• [Trecho da página]:

::::::::

Como registrou em artigo recente, aqui na Folha da Manhã, o acadêmico Welligton Paes, também médico e o maior guardião da produção literária campista, Siqueira tem uma trajetória profissional de imensa contribuição comunitária, tendo chefiado o Serviço de Endemias Rurais, a chefia da Clínica de Otorrinolaringologia da Beneficência Portuguesa, e a chefia da Superintendência de Campanhas de Saúde Pública, a Sucam. Poeta, trovador, cronista, publicou vários livros em parceria com os colegas Sebastião Siqueira e com o próprio Welligton Paes.

::::::::

Registros de dados coletados

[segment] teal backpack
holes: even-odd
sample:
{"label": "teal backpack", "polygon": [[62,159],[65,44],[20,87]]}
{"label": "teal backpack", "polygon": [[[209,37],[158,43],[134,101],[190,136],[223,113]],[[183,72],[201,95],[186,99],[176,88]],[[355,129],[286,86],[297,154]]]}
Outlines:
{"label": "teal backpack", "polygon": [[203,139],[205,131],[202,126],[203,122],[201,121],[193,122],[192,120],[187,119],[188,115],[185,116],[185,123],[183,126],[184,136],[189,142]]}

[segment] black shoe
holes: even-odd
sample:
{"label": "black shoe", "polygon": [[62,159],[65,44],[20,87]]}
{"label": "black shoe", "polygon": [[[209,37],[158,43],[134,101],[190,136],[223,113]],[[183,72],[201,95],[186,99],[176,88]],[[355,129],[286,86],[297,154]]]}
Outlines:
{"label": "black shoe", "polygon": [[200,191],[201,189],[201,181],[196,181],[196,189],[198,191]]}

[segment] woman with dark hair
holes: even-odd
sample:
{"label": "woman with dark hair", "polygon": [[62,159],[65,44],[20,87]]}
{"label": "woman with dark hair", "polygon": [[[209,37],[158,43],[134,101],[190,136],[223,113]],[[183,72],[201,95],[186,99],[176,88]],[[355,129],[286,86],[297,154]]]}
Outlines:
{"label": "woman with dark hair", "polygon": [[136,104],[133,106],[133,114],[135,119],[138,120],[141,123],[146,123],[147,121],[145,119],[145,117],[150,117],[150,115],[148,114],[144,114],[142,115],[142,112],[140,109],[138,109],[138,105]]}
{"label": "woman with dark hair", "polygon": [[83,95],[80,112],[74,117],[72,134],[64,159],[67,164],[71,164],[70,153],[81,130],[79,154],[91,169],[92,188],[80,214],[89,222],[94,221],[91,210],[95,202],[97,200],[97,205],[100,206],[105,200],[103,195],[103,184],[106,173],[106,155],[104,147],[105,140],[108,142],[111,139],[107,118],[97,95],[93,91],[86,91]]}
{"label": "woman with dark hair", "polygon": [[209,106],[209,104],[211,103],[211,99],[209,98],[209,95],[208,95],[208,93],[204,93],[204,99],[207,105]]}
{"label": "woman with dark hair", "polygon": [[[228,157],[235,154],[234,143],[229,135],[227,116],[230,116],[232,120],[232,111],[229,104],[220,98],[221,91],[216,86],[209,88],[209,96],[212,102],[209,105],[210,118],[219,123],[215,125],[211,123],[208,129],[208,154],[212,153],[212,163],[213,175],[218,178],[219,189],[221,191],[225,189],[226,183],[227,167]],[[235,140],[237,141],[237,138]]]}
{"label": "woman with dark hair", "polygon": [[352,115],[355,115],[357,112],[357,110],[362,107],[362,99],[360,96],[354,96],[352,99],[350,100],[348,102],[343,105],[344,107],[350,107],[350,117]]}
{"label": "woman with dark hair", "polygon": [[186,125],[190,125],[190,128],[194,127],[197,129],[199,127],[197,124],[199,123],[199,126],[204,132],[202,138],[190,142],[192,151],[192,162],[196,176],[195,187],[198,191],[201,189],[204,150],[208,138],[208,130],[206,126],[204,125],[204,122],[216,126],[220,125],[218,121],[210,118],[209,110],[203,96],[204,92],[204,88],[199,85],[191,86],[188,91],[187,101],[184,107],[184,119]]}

::::::::

• [Ações necessárias]:
a) Responda com base no trecho sobre Siqueira:
(i) Em que jornal saiu o artigo recente de Welligton Paes?
(ii) Qual clínica da Beneficência Portuguesa Siqueira chefiou?
(iii) Com quais colegas Siqueira publicou livros em parceria?
b) Retome o trecho sobre Siqueira a partir do ponto em que ele termina e escreva a continuação.

• [Resultados das tarefas]:
a)
(i) Na Folha da Manhã.
(ii) A Clínica de Otorrinolaringologia.
(iii) Com Sebastião Siqueira e Welligton Paes.

b)
Mas, para além dos protocolos formais que registram essas trajetórias, que me chamaram a atenção por essas confluências entre capixabas e fluminenses, gostaria de deixar guardado em discurso aquilo que de melhor um escritor pode oferecer: a sua produção literária. E para eles escrevi uma croniquinha, chamada “Como vais?”, que diz assim:
Como vais? Numa dobra temporal na BR 101 que nos une e nos separa, aconteceu de um político daqui passar distraído por um médico de lá. Um vindo de Muqui. Outro saindo da terra goitacá. A distância de um século entre um e outro não impediu que um sopro imaginário de conversa se desse fantasticamente, em murmúrios esparsos que vagavam pelas cabeças de um e de outro.
O primeiro a perceber foi o médico. Trafegava com prudência em carro austero pelas imediações de Morro do Coco em tarde de inverno solar. Os campos espelhavam a luz esverdeada e aqui e acolá viam-se reses, capelas, estradinhas de chão, caveiras de boi espetadas nas porteiras, crianças indo para a escola. O sussurro veio sem assustar, quase que, ao contrário, como uma carícia.
— Walter, meu caro, como vais?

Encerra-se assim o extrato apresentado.